• DESCRIPTION OF THE TASK: Rewrite the lines below with "turkish" replaced by "Turkish" and nothing else changed. Leave the pictures out of your answer.

• RECORDS TO USE:
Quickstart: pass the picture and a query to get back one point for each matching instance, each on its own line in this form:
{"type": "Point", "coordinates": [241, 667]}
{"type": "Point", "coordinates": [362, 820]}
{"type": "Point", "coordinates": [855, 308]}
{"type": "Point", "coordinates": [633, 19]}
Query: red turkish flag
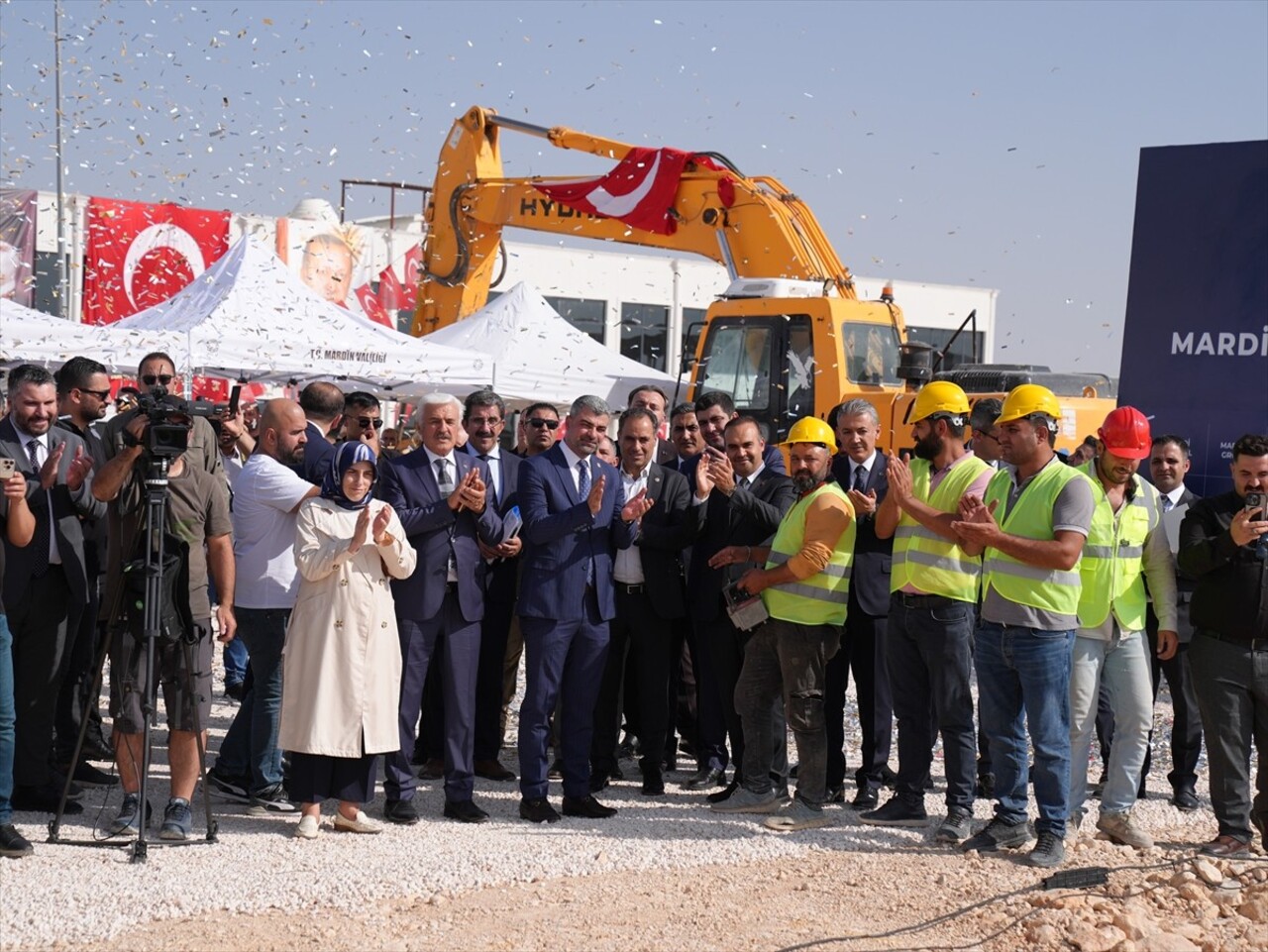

• TASK ANSWER:
Quickstart: pass the picture and a query to get back one point for each matching instance, each on its own line in this form:
{"type": "Point", "coordinates": [241, 667]}
{"type": "Point", "coordinates": [362, 820]}
{"type": "Point", "coordinates": [855, 308]}
{"type": "Point", "coordinates": [633, 19]}
Query: red Turkish flag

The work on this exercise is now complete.